#### TASK PROMPT:
Set down every record below exactly as it stands, leaving out the pictures.

#### DATA FOR PROCESSING:

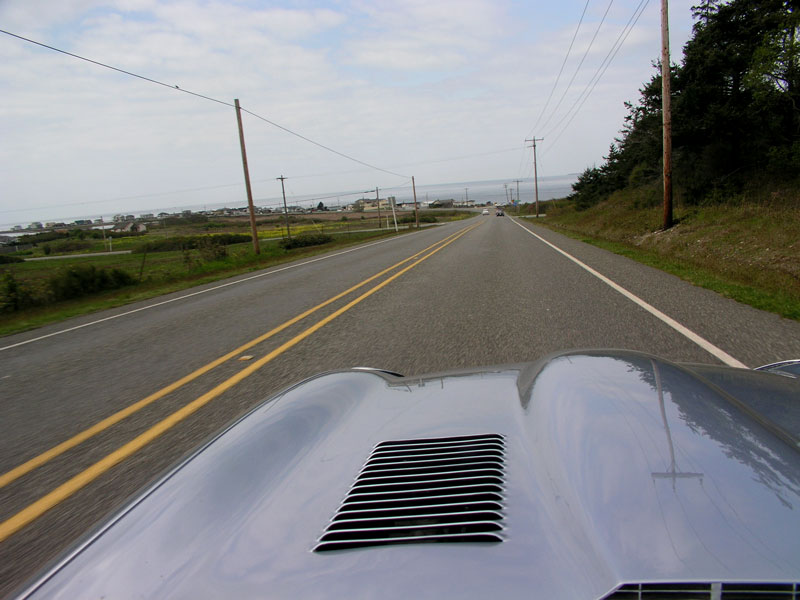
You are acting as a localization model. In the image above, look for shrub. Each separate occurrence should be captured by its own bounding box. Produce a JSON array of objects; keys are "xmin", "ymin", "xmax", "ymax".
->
[
  {"xmin": 162, "ymin": 214, "xmax": 208, "ymax": 225},
  {"xmin": 398, "ymin": 214, "xmax": 438, "ymax": 224},
  {"xmin": 0, "ymin": 255, "xmax": 24, "ymax": 264},
  {"xmin": 279, "ymin": 232, "xmax": 333, "ymax": 250},
  {"xmin": 48, "ymin": 239, "xmax": 93, "ymax": 253},
  {"xmin": 404, "ymin": 214, "xmax": 437, "ymax": 223},
  {"xmin": 18, "ymin": 231, "xmax": 69, "ymax": 244},
  {"xmin": 202, "ymin": 222, "xmax": 228, "ymax": 230},
  {"xmin": 48, "ymin": 265, "xmax": 136, "ymax": 301},
  {"xmin": 133, "ymin": 234, "xmax": 251, "ymax": 253},
  {"xmin": 1, "ymin": 272, "xmax": 32, "ymax": 312},
  {"xmin": 197, "ymin": 236, "xmax": 228, "ymax": 262}
]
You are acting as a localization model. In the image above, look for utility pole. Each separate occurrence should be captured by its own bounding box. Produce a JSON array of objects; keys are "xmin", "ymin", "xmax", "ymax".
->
[
  {"xmin": 277, "ymin": 175, "xmax": 291, "ymax": 239},
  {"xmin": 389, "ymin": 195, "xmax": 398, "ymax": 232},
  {"xmin": 465, "ymin": 188, "xmax": 469, "ymax": 204},
  {"xmin": 513, "ymin": 179, "xmax": 522, "ymax": 207},
  {"xmin": 412, "ymin": 176, "xmax": 420, "ymax": 229},
  {"xmin": 526, "ymin": 137, "xmax": 543, "ymax": 217},
  {"xmin": 376, "ymin": 187, "xmax": 382, "ymax": 227},
  {"xmin": 503, "ymin": 183, "xmax": 509, "ymax": 204},
  {"xmin": 234, "ymin": 98, "xmax": 260, "ymax": 255},
  {"xmin": 661, "ymin": 0, "xmax": 673, "ymax": 229}
]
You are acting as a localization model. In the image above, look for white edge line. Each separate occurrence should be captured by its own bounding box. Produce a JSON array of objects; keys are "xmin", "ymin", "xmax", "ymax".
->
[
  {"xmin": 0, "ymin": 231, "xmax": 425, "ymax": 352},
  {"xmin": 510, "ymin": 218, "xmax": 748, "ymax": 369}
]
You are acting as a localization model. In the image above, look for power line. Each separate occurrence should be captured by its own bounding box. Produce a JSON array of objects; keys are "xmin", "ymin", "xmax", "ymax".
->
[
  {"xmin": 544, "ymin": 0, "xmax": 651, "ymax": 150},
  {"xmin": 0, "ymin": 28, "xmax": 409, "ymax": 179},
  {"xmin": 527, "ymin": 0, "xmax": 591, "ymax": 138},
  {"xmin": 537, "ymin": 0, "xmax": 616, "ymax": 135},
  {"xmin": 0, "ymin": 29, "xmax": 232, "ymax": 108},
  {"xmin": 238, "ymin": 107, "xmax": 407, "ymax": 178}
]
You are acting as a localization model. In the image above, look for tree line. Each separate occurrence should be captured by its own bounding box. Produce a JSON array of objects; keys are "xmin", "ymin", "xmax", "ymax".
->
[{"xmin": 571, "ymin": 0, "xmax": 799, "ymax": 210}]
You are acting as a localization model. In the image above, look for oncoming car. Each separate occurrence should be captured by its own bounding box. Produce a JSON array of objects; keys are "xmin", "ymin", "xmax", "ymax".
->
[
  {"xmin": 482, "ymin": 209, "xmax": 490, "ymax": 215},
  {"xmin": 14, "ymin": 350, "xmax": 800, "ymax": 599}
]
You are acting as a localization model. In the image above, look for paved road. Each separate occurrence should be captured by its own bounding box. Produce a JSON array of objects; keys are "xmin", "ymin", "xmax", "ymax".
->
[{"xmin": 1, "ymin": 216, "xmax": 799, "ymax": 596}]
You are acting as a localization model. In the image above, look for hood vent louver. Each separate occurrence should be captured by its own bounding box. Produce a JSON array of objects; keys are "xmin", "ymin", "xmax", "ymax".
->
[
  {"xmin": 314, "ymin": 433, "xmax": 506, "ymax": 552},
  {"xmin": 604, "ymin": 582, "xmax": 800, "ymax": 599}
]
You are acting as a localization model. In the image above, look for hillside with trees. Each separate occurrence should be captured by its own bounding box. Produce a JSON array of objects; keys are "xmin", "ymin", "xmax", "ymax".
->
[
  {"xmin": 533, "ymin": 0, "xmax": 799, "ymax": 320},
  {"xmin": 570, "ymin": 0, "xmax": 799, "ymax": 209}
]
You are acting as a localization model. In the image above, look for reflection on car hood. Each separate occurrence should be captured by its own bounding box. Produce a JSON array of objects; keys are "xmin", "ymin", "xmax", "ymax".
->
[{"xmin": 19, "ymin": 350, "xmax": 800, "ymax": 599}]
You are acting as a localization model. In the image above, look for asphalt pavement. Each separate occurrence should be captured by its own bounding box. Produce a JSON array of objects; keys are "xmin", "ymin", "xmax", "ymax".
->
[{"xmin": 1, "ymin": 215, "xmax": 799, "ymax": 596}]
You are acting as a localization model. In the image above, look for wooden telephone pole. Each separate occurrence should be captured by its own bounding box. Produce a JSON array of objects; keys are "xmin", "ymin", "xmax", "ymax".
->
[
  {"xmin": 234, "ymin": 99, "xmax": 260, "ymax": 254},
  {"xmin": 661, "ymin": 0, "xmax": 673, "ymax": 229},
  {"xmin": 526, "ymin": 137, "xmax": 543, "ymax": 217},
  {"xmin": 277, "ymin": 175, "xmax": 291, "ymax": 239},
  {"xmin": 412, "ymin": 176, "xmax": 420, "ymax": 229}
]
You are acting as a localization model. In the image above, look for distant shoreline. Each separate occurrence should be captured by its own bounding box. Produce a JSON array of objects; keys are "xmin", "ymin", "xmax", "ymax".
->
[{"xmin": 1, "ymin": 174, "xmax": 578, "ymax": 232}]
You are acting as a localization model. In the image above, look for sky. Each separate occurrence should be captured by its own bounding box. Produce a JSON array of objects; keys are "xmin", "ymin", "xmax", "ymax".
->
[{"xmin": 0, "ymin": 0, "xmax": 699, "ymax": 228}]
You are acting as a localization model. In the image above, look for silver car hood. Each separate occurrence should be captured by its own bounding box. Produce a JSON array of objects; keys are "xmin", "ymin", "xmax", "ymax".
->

#### SOLUTION FOR THIS PROBLEM:
You are acting as a localization model. In the image above, look for shrub. Each separate occurrence should be captured by its own bounding box. Produce a JSON array of objects; keys are "xmin", "ymin", "xmax", "ymax".
->
[
  {"xmin": 162, "ymin": 214, "xmax": 208, "ymax": 225},
  {"xmin": 398, "ymin": 214, "xmax": 438, "ymax": 224},
  {"xmin": 0, "ymin": 255, "xmax": 24, "ymax": 264},
  {"xmin": 279, "ymin": 232, "xmax": 333, "ymax": 250},
  {"xmin": 48, "ymin": 239, "xmax": 93, "ymax": 253},
  {"xmin": 404, "ymin": 214, "xmax": 437, "ymax": 223},
  {"xmin": 18, "ymin": 231, "xmax": 69, "ymax": 244},
  {"xmin": 202, "ymin": 222, "xmax": 228, "ymax": 230},
  {"xmin": 48, "ymin": 265, "xmax": 136, "ymax": 301},
  {"xmin": 133, "ymin": 234, "xmax": 251, "ymax": 253},
  {"xmin": 1, "ymin": 272, "xmax": 32, "ymax": 312},
  {"xmin": 197, "ymin": 236, "xmax": 228, "ymax": 262}
]
You are acting as a localization model. In the image above, look for utility pole. Each separate occurrence should be captured by its own bounding box. Produce a JSON array of objects; keys are "xmin", "ymin", "xmax", "ymax".
->
[
  {"xmin": 277, "ymin": 175, "xmax": 291, "ymax": 239},
  {"xmin": 389, "ymin": 195, "xmax": 398, "ymax": 232},
  {"xmin": 465, "ymin": 188, "xmax": 469, "ymax": 204},
  {"xmin": 513, "ymin": 179, "xmax": 522, "ymax": 207},
  {"xmin": 412, "ymin": 176, "xmax": 420, "ymax": 229},
  {"xmin": 526, "ymin": 137, "xmax": 543, "ymax": 217},
  {"xmin": 376, "ymin": 187, "xmax": 382, "ymax": 227},
  {"xmin": 503, "ymin": 183, "xmax": 509, "ymax": 204},
  {"xmin": 234, "ymin": 98, "xmax": 260, "ymax": 255},
  {"xmin": 661, "ymin": 0, "xmax": 673, "ymax": 229}
]
You are acting as a localization model. In the image above, look for white edge line. Each separate occurrence should be captured by its own bounding box. Produce a JSON array of objects; keys are "xmin", "ymin", "xmax", "ymax".
->
[
  {"xmin": 0, "ymin": 231, "xmax": 425, "ymax": 352},
  {"xmin": 510, "ymin": 218, "xmax": 748, "ymax": 369}
]
You are acting as a localization model. In the image above, look for power line. Each separate occurrence should be captured by its own bounding box. Produce a JSON array of objects; keys are "xmin", "ymin", "xmax", "ymax".
->
[
  {"xmin": 544, "ymin": 0, "xmax": 651, "ymax": 150},
  {"xmin": 0, "ymin": 28, "xmax": 409, "ymax": 179},
  {"xmin": 527, "ymin": 0, "xmax": 591, "ymax": 138},
  {"xmin": 537, "ymin": 0, "xmax": 616, "ymax": 135},
  {"xmin": 0, "ymin": 29, "xmax": 232, "ymax": 108},
  {"xmin": 238, "ymin": 107, "xmax": 407, "ymax": 178}
]
You are acting as a localization model. In the image above, look for tree line. Each separate occurrence should be captured by its own bounding box. Produce a JSON array of objects; keys are "xmin", "ymin", "xmax", "ymax".
->
[{"xmin": 571, "ymin": 0, "xmax": 799, "ymax": 210}]
You are acting as a localization model. In the image above, look for oncoming car. Each separate occurrence should be captured by its own bounding box. Produce a JSON array of objects; keys are "xmin", "ymin", "xmax", "ymax".
->
[
  {"xmin": 482, "ymin": 209, "xmax": 490, "ymax": 215},
  {"xmin": 14, "ymin": 350, "xmax": 800, "ymax": 599}
]
You are acting as a localization model. In the image above, look for paved road. Each separate occurrence should be captured by its own bounding box. Produce a JSON array of objects; keys are "xmin", "ymin", "xmax", "ymax".
->
[{"xmin": 1, "ymin": 216, "xmax": 799, "ymax": 596}]
You are acting as a localization model. In the image above, look for hood vent louver. Each separate occurrence should be captured by its own bounding box. Produce a JSON array of objects; keys are "xmin", "ymin", "xmax", "ymax".
->
[
  {"xmin": 314, "ymin": 433, "xmax": 506, "ymax": 552},
  {"xmin": 604, "ymin": 582, "xmax": 800, "ymax": 599}
]
You are acting as a localization model. In the image above, look for hillside with trees. Each separate occurrence should be captured by its own bounding box. Produce a JSON array of objects; keys are "xmin", "ymin", "xmax", "ymax".
->
[
  {"xmin": 533, "ymin": 0, "xmax": 799, "ymax": 320},
  {"xmin": 570, "ymin": 0, "xmax": 799, "ymax": 209}
]
You are acting as a localization model. In the image above, look for reflection on car hood. Each separate occurrence should be captured by its own bounding box. Produce a JSON array of objects; keys are "xmin", "ymin", "xmax", "ymax".
->
[{"xmin": 19, "ymin": 350, "xmax": 800, "ymax": 599}]
You are acting as a localization model. In the image above, look for asphalt pavement. Each separate occurrence should be captured by its own bounding box. Produce a JSON array of objects; keys are "xmin", "ymin", "xmax", "ymax".
->
[{"xmin": 1, "ymin": 215, "xmax": 799, "ymax": 596}]
You are acting as a localization model. In the image above, look for wooden telephone pole. Each separate occurrence should be captured by its own bounding box. Produce a JSON array of objects; keys are "xmin", "ymin", "xmax", "ymax".
->
[
  {"xmin": 234, "ymin": 99, "xmax": 260, "ymax": 254},
  {"xmin": 661, "ymin": 0, "xmax": 673, "ymax": 229},
  {"xmin": 526, "ymin": 137, "xmax": 543, "ymax": 217},
  {"xmin": 277, "ymin": 175, "xmax": 291, "ymax": 239},
  {"xmin": 412, "ymin": 176, "xmax": 420, "ymax": 229}
]
You are acting as a localization model. In the image above, look for distant shoreline. Each separate occurrence should be captured by its own bounding box. Produce a JSON array of objects; keys are "xmin", "ymin", "xmax", "ymax".
->
[{"xmin": 1, "ymin": 174, "xmax": 578, "ymax": 232}]
You are acting as a localization model. In the image above, look for sky. Each separate occurrence should be captured by its own bounding box. Produce a JSON array of objects; keys are "xmin", "ymin", "xmax", "ymax".
->
[{"xmin": 0, "ymin": 0, "xmax": 699, "ymax": 228}]
You are acting as a localization model. In the image above, look for silver car hood. Each separate occurrence should be captured by its own bounding box. Produce a JSON array of objects; keys are "xmin", "ymin", "xmax", "ymax".
->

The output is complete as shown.